## Written exercise
Report every line of the items below that contains the word "raised".

## Data to use
════

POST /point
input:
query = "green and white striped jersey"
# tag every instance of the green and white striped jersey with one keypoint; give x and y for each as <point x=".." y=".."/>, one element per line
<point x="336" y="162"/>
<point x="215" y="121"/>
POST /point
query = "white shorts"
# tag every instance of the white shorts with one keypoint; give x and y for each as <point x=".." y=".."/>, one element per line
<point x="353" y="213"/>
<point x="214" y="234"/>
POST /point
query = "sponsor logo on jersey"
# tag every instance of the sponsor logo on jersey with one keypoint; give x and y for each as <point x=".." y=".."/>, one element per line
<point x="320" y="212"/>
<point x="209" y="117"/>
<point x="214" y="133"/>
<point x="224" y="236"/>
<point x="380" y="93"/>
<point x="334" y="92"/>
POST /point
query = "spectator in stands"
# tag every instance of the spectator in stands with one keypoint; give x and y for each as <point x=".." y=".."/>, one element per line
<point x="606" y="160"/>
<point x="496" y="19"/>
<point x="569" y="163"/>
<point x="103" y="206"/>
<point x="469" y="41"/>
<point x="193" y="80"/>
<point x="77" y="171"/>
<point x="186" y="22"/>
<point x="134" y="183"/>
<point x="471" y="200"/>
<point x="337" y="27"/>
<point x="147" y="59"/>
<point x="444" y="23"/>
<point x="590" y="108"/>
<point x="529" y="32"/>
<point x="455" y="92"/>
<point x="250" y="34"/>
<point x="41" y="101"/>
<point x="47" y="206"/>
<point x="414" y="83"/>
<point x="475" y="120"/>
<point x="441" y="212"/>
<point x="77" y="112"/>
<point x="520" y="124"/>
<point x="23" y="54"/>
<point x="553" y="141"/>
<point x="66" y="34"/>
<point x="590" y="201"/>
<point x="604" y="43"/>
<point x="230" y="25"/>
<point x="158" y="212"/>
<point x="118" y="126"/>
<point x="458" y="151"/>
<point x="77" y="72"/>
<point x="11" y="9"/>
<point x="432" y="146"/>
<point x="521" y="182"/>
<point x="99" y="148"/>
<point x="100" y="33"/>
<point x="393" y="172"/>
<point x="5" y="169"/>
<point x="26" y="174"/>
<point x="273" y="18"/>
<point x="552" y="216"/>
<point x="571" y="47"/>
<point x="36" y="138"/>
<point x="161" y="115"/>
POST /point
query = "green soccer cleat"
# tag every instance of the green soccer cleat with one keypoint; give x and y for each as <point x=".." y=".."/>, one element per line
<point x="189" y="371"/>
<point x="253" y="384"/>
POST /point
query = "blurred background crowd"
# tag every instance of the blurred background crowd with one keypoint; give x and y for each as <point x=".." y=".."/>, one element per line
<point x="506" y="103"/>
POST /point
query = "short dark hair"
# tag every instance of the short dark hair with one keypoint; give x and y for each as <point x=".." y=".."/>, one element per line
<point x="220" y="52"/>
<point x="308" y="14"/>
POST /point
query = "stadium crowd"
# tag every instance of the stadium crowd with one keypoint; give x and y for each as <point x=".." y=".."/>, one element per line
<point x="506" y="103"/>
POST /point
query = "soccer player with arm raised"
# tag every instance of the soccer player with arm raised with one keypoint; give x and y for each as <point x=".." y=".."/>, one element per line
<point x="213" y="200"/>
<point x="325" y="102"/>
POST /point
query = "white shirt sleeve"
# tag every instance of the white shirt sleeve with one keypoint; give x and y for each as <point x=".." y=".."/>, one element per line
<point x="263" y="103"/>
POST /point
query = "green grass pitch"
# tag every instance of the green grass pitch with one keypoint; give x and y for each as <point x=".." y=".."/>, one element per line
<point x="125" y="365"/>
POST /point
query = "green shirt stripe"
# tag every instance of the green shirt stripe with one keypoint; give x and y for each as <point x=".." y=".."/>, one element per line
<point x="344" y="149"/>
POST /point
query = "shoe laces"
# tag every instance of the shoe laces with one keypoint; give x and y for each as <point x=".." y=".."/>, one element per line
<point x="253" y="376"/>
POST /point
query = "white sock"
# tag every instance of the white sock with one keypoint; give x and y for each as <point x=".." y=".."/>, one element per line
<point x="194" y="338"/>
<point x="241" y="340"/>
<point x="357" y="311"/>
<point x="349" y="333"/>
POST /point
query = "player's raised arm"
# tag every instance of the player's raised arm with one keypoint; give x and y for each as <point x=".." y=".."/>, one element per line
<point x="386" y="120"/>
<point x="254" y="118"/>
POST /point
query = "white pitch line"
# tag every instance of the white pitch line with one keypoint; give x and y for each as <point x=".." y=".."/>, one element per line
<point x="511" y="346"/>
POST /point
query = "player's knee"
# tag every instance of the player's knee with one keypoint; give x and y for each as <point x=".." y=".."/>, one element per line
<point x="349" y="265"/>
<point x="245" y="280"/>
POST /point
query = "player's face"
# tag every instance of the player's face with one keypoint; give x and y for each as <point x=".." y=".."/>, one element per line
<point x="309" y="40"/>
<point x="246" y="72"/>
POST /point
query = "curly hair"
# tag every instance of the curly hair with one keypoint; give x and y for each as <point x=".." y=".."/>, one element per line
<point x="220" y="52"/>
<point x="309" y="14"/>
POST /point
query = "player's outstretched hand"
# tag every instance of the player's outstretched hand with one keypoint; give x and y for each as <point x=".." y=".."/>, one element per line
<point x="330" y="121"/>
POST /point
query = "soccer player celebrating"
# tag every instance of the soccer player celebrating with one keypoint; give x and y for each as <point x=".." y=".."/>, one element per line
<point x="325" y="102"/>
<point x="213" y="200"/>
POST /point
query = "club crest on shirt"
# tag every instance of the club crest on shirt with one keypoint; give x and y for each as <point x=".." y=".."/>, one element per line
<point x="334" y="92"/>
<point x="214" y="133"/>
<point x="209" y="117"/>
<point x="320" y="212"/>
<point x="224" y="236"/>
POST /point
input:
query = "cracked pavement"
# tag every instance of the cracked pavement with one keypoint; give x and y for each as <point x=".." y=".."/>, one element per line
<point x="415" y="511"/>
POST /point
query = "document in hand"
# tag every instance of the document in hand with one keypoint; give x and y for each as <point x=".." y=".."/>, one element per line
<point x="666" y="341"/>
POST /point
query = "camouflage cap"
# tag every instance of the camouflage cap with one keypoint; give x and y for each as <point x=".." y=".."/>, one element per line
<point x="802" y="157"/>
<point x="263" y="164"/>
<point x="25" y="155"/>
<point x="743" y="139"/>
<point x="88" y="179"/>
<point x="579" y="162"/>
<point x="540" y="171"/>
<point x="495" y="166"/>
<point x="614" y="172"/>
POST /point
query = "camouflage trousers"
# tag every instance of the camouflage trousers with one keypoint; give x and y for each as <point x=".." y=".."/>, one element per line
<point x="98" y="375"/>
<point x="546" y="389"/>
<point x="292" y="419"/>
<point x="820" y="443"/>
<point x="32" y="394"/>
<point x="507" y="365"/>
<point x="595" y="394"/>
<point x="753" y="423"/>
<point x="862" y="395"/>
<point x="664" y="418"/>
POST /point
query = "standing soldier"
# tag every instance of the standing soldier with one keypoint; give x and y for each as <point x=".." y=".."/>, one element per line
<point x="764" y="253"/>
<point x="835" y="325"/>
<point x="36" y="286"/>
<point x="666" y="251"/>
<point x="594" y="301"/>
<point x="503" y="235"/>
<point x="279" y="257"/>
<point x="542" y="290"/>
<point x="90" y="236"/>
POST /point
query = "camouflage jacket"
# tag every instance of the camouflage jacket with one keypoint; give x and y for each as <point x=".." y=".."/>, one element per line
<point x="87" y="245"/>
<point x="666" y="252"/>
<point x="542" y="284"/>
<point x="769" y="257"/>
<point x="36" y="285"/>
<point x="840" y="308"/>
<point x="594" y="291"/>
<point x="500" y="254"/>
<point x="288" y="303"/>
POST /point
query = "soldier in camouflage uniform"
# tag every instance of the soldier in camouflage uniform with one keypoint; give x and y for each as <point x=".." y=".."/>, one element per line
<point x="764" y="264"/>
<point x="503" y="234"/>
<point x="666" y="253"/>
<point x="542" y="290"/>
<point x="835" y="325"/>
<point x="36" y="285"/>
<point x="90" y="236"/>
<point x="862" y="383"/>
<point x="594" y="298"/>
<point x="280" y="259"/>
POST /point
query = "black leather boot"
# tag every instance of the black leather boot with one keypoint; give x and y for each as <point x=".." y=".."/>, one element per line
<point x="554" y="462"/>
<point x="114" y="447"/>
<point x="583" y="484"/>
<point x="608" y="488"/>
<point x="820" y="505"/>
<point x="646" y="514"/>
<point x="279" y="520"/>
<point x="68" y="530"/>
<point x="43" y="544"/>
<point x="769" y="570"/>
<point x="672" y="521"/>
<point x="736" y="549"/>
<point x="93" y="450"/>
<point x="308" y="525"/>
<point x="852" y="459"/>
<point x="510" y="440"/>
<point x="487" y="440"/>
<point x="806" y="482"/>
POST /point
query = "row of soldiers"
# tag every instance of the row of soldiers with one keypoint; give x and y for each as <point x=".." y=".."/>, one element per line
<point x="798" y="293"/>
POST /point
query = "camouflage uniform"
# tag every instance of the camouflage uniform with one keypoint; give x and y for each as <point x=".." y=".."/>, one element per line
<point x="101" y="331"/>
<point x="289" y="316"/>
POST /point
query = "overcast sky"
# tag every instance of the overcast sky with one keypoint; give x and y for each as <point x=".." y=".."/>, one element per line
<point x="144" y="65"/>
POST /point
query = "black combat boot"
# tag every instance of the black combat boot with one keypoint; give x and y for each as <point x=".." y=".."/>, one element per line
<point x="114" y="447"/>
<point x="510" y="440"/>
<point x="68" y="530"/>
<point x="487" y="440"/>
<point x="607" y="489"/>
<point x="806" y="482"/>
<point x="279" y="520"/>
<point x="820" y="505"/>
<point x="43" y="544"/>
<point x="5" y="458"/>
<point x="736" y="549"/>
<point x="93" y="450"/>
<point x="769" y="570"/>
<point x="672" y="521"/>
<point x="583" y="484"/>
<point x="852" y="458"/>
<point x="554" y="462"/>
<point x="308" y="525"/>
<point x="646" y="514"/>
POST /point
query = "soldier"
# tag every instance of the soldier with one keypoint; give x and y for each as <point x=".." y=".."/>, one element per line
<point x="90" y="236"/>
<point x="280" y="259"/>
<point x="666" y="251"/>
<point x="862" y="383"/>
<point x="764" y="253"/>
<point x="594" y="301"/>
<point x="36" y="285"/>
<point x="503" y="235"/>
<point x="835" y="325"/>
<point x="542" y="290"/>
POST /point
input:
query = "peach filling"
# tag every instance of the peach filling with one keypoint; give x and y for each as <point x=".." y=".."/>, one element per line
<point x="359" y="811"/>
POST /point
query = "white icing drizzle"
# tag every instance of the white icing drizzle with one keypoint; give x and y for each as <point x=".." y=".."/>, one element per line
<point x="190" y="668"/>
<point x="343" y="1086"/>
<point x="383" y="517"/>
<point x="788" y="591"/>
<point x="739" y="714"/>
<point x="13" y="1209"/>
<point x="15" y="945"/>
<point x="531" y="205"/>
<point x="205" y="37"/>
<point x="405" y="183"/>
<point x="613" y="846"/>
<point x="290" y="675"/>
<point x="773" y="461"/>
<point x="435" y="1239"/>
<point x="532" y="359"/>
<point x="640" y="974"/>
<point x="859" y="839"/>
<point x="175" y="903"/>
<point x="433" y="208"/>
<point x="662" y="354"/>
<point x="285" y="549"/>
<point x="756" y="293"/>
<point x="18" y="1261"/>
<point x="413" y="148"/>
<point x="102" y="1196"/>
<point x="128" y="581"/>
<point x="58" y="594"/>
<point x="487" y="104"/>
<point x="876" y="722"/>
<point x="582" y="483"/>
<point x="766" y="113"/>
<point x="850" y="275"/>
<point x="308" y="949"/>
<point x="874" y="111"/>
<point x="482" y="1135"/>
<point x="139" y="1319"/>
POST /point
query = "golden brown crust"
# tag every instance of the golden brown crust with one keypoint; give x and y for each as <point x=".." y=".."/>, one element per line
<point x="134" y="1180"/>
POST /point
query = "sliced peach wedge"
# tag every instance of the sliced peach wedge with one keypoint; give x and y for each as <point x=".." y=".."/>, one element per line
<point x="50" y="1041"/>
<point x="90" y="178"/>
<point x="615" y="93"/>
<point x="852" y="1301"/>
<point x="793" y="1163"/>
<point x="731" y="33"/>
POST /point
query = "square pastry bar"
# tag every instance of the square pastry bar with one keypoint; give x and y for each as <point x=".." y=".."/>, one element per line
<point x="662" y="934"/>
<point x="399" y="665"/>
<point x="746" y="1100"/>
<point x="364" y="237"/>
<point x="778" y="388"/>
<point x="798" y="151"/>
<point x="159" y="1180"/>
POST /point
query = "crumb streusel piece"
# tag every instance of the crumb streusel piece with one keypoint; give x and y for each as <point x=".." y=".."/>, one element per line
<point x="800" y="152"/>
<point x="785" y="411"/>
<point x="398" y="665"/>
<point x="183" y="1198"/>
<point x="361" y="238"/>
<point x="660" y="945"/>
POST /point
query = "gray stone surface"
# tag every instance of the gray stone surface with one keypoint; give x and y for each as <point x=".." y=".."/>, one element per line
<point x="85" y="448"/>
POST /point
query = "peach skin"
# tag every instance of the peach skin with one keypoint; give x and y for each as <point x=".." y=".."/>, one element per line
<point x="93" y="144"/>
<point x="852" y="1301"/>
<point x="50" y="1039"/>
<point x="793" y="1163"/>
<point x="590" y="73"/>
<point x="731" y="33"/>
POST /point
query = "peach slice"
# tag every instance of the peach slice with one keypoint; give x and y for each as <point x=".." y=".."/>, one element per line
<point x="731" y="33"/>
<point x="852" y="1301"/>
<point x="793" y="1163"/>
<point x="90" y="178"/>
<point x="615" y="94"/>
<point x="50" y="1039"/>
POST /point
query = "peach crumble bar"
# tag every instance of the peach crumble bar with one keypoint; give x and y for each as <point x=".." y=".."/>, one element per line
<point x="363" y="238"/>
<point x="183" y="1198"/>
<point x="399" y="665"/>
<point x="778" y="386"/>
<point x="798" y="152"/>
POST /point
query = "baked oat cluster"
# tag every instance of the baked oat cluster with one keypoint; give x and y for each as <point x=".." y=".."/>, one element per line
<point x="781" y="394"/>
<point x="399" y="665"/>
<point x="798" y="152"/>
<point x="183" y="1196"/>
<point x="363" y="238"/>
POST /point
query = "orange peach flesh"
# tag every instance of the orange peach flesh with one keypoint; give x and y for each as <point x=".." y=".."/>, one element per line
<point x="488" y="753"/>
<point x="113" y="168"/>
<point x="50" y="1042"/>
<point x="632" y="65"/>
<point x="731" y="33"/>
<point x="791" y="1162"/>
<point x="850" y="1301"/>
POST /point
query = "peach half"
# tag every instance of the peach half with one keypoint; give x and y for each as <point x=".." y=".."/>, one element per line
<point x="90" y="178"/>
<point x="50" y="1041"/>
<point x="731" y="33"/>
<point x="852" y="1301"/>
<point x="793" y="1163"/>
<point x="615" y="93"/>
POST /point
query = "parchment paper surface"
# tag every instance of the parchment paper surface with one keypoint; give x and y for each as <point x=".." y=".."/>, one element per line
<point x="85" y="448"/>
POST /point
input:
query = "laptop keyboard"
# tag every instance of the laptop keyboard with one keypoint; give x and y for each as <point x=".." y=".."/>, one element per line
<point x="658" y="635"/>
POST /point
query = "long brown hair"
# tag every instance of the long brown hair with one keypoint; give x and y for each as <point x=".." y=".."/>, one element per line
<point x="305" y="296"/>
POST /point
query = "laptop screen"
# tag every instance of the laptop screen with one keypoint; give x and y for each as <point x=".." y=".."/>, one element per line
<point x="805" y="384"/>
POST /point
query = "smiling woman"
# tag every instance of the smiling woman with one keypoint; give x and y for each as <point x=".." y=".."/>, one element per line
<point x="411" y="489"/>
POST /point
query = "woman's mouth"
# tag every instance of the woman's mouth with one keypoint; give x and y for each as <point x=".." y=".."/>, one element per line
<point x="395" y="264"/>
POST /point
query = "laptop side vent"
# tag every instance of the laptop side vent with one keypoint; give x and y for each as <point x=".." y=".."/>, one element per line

════

## The completed task
query = "soccer player with arm raised"
# tag every instance of the soccer player with arm raised with one keypoint; give x and y for each as <point x=".." y=".."/>, one element per line
query = "player's raised arm"
# tag every instance of the player's raised arm with one keypoint; give x and y for each as <point x=".." y=".."/>, one element per line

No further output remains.